# What the exercise asks
Your task is to write out the lines from the line containing "One marker serves each instance of the white teeth." through the last line of the material, exactly.

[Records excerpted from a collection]
---+---
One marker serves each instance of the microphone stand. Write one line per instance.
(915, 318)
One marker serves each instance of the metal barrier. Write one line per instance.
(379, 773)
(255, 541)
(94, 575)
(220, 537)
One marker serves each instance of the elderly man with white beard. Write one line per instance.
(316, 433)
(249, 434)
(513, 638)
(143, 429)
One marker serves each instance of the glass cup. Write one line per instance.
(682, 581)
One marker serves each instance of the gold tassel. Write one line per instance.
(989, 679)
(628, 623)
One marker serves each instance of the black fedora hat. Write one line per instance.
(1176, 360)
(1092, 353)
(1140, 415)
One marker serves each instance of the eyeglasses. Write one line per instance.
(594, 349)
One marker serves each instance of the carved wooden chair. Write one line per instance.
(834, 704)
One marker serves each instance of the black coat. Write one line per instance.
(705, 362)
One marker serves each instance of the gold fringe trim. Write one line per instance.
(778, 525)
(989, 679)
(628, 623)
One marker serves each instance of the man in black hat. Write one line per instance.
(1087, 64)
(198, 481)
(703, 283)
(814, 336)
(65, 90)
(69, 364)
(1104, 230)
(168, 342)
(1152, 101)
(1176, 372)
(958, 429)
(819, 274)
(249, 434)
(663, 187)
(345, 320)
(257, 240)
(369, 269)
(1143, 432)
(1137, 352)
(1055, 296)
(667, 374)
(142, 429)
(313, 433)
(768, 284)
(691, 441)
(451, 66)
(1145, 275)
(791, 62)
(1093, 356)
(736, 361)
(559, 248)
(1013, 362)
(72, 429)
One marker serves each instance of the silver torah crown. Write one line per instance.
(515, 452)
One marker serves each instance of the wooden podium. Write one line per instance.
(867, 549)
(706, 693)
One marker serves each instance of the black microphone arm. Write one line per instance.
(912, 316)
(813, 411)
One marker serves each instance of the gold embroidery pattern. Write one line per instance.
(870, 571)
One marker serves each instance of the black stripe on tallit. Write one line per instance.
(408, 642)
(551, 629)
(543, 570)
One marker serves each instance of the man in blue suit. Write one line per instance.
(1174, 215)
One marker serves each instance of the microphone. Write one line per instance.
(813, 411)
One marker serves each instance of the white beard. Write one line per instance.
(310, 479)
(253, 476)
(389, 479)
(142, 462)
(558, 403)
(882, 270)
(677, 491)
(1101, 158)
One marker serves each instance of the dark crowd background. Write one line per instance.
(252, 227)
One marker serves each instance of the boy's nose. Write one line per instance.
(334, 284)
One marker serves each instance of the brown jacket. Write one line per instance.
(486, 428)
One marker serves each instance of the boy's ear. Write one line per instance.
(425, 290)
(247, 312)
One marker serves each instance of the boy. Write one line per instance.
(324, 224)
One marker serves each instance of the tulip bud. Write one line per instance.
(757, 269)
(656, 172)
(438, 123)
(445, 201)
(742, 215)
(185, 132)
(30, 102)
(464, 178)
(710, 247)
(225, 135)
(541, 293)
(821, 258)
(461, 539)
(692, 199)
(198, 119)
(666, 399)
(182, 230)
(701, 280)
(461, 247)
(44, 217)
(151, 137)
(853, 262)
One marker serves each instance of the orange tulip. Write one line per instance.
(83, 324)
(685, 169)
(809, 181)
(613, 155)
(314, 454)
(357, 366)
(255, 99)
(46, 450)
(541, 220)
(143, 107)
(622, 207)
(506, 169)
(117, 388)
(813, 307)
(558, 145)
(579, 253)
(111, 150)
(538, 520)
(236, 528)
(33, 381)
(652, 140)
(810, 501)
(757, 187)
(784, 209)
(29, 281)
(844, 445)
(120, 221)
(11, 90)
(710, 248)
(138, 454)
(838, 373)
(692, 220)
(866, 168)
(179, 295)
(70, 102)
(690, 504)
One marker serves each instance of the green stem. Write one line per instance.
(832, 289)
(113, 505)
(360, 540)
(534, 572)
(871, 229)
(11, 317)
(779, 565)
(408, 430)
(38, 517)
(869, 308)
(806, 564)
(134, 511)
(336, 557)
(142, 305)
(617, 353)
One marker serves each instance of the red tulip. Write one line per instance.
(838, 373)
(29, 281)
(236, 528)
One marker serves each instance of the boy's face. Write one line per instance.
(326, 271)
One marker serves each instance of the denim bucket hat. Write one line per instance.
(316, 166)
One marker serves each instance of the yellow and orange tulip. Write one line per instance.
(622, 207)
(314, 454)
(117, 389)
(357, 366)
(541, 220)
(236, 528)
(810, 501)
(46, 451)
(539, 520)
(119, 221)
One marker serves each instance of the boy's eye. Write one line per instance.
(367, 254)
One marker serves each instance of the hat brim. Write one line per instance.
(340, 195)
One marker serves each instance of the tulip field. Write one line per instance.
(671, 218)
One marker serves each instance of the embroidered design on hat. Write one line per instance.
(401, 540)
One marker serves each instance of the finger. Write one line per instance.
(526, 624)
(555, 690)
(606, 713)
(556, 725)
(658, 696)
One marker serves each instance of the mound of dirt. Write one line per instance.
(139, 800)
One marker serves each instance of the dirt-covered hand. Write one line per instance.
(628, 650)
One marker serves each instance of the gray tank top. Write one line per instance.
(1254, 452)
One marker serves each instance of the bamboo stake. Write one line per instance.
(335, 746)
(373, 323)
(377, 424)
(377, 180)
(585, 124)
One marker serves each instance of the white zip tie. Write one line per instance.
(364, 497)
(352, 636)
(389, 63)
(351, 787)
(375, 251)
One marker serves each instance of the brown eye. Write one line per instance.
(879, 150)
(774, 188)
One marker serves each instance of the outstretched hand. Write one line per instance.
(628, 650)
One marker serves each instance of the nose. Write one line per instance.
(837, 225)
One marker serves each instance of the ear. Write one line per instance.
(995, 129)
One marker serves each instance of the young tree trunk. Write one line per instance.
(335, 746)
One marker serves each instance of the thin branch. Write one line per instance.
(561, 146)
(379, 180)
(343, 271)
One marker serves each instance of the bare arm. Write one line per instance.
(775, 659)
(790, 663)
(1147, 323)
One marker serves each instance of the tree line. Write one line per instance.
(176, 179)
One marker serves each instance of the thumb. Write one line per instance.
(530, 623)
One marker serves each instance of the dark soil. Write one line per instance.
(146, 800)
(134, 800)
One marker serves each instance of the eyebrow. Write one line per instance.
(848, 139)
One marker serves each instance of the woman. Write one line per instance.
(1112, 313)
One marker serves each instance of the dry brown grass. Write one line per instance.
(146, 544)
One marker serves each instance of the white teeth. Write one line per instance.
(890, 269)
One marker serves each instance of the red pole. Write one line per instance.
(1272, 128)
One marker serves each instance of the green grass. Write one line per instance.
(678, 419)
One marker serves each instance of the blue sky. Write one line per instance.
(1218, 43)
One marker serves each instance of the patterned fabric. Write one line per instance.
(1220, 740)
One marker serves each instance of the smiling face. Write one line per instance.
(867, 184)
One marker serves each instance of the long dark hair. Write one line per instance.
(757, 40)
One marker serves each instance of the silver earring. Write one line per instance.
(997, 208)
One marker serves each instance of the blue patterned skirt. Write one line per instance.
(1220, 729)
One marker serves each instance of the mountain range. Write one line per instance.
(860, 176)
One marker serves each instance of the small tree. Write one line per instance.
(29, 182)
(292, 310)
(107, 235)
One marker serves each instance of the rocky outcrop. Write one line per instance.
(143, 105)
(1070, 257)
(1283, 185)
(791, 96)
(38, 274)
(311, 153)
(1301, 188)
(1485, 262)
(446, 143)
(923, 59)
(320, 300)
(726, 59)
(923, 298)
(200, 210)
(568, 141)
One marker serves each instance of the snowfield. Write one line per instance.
---+---
# Answer to this problem
One marker serves each instance of the white teeth. Write one line per instance.
(890, 269)
One marker serves each instance of the red pole. Write one line per instance.
(1272, 128)
One marker serves each instance of the green grass. Write one line per instance.
(678, 419)
One marker serves each instance of the blue sky. Write one line per instance.
(1218, 43)
One marker serves each instance of the patterned fabric. Write one line per instance.
(1220, 740)
One marker serves each instance of the smiling face. Write one line per instance.
(867, 184)
One marker serves each instance of the long dark hair. Write one line per instance.
(757, 40)
One marker serves each instance of the silver earring. Write one line per instance.
(997, 208)
One marker serves each instance of the blue patterned skirt. Write one line per instance.
(1220, 729)
One marker serves each instance of the mountain range. Write one line per instance.
(860, 176)
One marker serves each instance of the small tree. Write one line per instance.
(29, 182)
(292, 310)
(107, 235)
One marker serves each instance of the rocky outcrop. Write one line per instance.
(143, 105)
(1070, 257)
(1283, 185)
(791, 96)
(38, 274)
(311, 153)
(1301, 188)
(1485, 262)
(446, 143)
(923, 59)
(320, 300)
(726, 59)
(923, 298)
(200, 210)
(568, 141)
One marker serves each instance of the snowfield. Write one line per instance.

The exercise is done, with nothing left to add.